__Extract__.
Properties of the ultraviolet-absorbing lipids produced by rat adrenals in vitro

Abstract
Ultraviolet-absorbing lipids produced by incubated rat adrenals were separated by paper chromatography in toluene-propylene glycol, and some physical, chemical and biological properties were examined. Lipids with chromatographic mobility, absorption spectra in methanol and in sulphuric acid and with the reducing power of corticosterone, aldosterone, 11-dehydrocorticosterone and 11-deoxycorticosterone were recovered. No evidence was found for the production of lipids with a dihydroxyacetone side chain, of 17-oxo steroids and of 17-oxogenic steroids. A non-reducing Porter-Silber chromogen was recovered with a polarity slightly greater than that of 11-deoxy-17-hydroxycorti-costerone and with maximum absorption in methanol at 240 m[mu] and in sulphuric acid at 290 m[mu]. Acetylation of this material yielded two components, with RF values 0.5 and 0.9 in benzene-formamide; other properties were the same as those of the parent compound. The lipid with the mobility of cortisol in toluene-propylene glycol had properties expected of a [DELTA]4-3-ketone, did not reduce tetrazolium and its spectrum in sulphuric acid differed from those of both isomers of pregn-4-ene-11[beta]:(20):21-triol-3-one. Upon acetylation, products of low polarity in benzene-formamide were obtained. A dose of 0.1 [mu]g of lipid with the mobility of aldosterone depressed the urinary ratio of sodium to potassium in the rat by the same amount as 3 [mu]g of deoxycorticosterone acetate. The Porter-Silber chromogen gave variable results and the lipid with the mobility of corticosterone was inactive. In the eosinopenia assay the Porter-Silber chromogen was inactive at a dose of 25 [alpha]g/rat. A similar dose of the lipid with the mobility of corticosterone was one-third as active as cortisone. The production of the Porter-Silber chromogen and of the lipid with the properties of corticosterone was greatly enhanced by adrenocorticotropic hormone and by factors increasing the response to adrenocorticotropic hormone, such as calcium, inosine and glucose. The effect on the other lipids was small or absent.

__Record excerpts__.
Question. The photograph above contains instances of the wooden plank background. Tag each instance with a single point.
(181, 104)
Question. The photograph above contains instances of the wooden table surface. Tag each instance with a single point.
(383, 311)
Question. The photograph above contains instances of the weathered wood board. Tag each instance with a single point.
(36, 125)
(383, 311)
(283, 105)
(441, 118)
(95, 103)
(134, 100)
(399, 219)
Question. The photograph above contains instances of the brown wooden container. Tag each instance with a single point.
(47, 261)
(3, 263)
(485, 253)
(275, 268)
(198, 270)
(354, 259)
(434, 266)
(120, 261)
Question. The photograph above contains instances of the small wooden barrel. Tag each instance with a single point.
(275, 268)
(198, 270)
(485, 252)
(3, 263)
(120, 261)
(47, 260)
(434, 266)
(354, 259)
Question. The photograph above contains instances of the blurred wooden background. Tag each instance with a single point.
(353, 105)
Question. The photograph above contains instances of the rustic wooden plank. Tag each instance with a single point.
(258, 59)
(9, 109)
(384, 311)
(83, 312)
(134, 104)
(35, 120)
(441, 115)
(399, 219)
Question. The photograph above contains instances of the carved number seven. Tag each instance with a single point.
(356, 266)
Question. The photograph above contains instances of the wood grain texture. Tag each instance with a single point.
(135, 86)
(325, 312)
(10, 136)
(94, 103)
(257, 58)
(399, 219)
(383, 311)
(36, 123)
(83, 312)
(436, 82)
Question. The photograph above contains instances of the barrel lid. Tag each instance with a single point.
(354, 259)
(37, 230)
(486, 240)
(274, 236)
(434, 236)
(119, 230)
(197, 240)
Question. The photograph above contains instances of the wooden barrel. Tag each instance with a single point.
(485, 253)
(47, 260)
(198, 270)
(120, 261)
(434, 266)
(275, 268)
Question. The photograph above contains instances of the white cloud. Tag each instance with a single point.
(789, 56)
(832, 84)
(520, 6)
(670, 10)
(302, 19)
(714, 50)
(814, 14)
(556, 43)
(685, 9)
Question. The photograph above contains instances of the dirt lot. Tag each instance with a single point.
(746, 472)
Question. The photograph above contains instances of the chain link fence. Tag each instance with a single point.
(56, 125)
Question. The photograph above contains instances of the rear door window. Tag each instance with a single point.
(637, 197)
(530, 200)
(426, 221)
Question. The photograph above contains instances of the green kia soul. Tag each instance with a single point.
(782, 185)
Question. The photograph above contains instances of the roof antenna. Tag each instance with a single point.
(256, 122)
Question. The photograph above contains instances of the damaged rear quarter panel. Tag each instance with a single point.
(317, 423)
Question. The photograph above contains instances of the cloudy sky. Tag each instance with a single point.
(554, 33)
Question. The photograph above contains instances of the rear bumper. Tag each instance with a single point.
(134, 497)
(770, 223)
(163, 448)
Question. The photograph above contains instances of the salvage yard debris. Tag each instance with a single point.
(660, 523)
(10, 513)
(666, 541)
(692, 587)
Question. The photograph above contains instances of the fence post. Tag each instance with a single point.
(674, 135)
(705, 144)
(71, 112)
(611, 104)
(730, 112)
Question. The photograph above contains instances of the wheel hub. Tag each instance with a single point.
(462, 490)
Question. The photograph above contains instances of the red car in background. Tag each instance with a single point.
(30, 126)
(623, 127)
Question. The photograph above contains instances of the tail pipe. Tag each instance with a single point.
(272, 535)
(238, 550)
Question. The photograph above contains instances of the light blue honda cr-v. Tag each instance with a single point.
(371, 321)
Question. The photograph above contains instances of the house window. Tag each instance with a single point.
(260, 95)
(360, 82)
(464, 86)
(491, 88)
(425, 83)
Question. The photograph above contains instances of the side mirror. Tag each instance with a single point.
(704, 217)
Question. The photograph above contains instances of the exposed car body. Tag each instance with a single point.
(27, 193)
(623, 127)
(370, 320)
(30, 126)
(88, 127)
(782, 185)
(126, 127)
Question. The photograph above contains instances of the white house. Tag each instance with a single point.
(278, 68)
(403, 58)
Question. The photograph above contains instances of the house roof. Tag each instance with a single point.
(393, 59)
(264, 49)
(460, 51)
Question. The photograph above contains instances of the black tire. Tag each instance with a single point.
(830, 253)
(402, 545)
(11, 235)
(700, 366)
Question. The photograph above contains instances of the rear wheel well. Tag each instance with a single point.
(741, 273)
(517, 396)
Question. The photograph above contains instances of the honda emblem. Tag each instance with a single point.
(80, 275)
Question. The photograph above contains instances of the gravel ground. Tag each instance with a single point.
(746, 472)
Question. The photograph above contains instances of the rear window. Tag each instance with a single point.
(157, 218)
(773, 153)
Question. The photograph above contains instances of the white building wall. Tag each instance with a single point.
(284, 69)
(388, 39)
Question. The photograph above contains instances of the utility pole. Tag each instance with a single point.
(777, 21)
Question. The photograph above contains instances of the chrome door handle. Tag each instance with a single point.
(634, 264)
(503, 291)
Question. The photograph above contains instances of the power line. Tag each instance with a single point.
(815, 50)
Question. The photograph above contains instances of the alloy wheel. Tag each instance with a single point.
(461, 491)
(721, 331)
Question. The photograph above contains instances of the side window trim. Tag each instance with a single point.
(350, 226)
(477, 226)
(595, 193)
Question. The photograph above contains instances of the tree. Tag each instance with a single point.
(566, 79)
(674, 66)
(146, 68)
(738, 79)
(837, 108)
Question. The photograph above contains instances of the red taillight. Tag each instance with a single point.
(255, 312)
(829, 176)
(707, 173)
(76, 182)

* * *

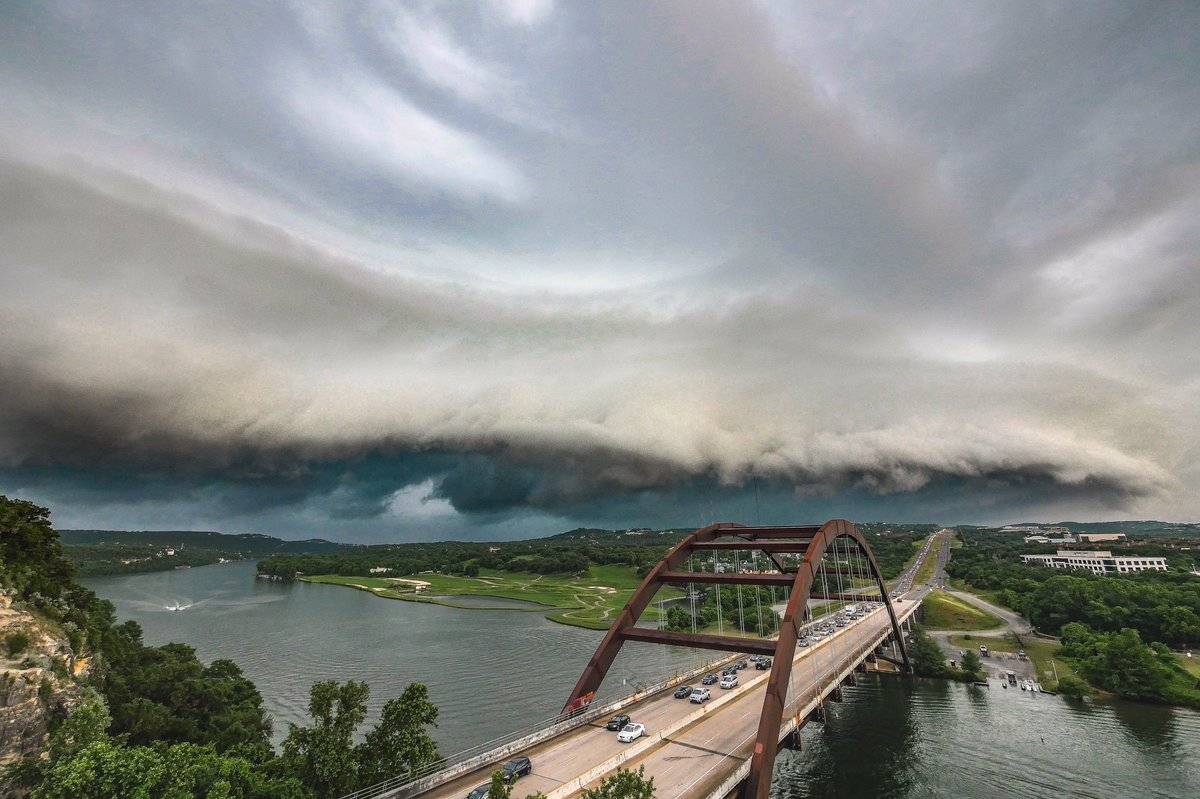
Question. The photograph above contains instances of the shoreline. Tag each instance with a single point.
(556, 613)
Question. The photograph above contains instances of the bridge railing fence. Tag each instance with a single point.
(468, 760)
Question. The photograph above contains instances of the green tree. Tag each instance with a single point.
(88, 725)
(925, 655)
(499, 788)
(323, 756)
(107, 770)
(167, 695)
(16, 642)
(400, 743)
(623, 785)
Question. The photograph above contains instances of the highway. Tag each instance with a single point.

* * *

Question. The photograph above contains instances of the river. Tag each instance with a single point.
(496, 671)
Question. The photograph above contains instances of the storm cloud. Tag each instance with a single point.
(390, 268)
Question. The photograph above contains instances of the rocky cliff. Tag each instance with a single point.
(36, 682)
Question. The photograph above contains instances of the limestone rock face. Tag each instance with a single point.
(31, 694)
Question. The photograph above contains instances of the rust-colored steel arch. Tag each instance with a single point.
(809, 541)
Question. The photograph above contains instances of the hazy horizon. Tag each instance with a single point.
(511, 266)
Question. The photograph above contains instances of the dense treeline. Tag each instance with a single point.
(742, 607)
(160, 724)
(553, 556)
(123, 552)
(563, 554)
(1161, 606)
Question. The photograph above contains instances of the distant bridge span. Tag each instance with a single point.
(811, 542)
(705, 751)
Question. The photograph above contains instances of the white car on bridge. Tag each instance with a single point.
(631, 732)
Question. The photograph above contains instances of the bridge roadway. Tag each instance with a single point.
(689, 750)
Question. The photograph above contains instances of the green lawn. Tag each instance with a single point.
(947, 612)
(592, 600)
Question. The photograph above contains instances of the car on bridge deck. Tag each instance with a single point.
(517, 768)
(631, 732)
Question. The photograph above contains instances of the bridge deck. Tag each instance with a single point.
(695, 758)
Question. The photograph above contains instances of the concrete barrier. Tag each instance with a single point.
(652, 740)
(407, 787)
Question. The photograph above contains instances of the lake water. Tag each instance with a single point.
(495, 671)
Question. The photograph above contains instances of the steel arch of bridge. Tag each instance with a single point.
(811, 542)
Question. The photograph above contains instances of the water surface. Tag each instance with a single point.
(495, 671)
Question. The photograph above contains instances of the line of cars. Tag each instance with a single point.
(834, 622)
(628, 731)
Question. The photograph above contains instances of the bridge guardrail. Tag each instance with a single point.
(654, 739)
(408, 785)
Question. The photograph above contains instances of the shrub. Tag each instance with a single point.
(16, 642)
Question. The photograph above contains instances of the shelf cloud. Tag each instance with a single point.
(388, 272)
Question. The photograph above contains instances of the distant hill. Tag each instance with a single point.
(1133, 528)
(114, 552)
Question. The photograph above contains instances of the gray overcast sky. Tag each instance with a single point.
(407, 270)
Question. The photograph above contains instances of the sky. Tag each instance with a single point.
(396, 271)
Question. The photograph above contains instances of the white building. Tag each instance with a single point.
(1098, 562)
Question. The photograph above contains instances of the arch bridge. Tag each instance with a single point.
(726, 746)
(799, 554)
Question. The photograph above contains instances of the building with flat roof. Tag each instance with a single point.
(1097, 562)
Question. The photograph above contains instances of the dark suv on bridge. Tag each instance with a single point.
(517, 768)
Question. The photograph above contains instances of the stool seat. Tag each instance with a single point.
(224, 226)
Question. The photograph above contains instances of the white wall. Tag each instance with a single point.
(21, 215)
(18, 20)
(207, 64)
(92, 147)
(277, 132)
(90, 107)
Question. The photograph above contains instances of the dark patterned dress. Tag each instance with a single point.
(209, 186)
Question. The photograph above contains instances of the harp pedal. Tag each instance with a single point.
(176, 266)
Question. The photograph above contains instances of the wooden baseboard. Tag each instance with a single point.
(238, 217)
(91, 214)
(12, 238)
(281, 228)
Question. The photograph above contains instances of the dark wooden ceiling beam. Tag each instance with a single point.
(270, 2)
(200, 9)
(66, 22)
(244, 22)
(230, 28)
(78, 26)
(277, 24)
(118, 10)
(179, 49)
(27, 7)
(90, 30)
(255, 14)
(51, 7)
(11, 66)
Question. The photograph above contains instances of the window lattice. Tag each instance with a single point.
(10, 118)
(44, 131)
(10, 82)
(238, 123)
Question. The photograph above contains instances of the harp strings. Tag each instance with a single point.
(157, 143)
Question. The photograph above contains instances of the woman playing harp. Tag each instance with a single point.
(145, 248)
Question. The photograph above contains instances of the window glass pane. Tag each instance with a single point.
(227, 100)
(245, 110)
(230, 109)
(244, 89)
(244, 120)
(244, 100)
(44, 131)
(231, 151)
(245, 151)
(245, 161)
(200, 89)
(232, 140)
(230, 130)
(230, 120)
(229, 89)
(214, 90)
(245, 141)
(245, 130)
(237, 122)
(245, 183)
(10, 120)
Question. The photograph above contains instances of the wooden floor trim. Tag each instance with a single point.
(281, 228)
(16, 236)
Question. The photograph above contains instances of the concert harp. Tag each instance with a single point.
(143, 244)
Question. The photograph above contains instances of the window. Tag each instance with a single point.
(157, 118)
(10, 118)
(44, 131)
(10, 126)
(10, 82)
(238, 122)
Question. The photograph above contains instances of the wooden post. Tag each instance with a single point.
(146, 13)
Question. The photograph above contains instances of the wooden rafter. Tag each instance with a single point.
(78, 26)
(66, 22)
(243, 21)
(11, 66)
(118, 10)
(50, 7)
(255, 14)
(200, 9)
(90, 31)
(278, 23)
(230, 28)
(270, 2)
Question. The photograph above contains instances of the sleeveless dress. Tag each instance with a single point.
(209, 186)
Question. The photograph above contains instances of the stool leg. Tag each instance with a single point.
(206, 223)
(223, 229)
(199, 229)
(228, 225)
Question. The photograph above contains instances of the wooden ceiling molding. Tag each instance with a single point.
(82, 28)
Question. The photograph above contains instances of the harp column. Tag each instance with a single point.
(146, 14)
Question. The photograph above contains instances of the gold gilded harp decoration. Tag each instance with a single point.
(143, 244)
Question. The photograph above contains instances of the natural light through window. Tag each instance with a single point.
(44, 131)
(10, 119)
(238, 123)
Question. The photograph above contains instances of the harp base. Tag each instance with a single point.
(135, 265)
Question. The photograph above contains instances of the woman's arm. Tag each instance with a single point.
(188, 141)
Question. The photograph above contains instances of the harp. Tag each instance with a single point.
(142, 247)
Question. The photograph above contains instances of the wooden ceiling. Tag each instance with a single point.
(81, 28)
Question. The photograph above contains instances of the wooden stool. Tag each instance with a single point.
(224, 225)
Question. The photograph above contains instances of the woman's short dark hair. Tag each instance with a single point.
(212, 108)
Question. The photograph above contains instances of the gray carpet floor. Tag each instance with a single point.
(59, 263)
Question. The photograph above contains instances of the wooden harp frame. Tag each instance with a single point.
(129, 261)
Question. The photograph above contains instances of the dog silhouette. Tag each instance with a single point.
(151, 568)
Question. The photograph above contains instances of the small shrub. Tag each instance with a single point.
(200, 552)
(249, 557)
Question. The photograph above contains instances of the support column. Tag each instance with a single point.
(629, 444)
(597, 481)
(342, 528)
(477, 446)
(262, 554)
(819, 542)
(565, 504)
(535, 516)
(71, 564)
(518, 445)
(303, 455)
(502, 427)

__Task description__. According to the abstract, in what solvent system were the lipids separated by paper chromatography? The records play no part in what comes next.

__Output__. Toluene-propylene glycol.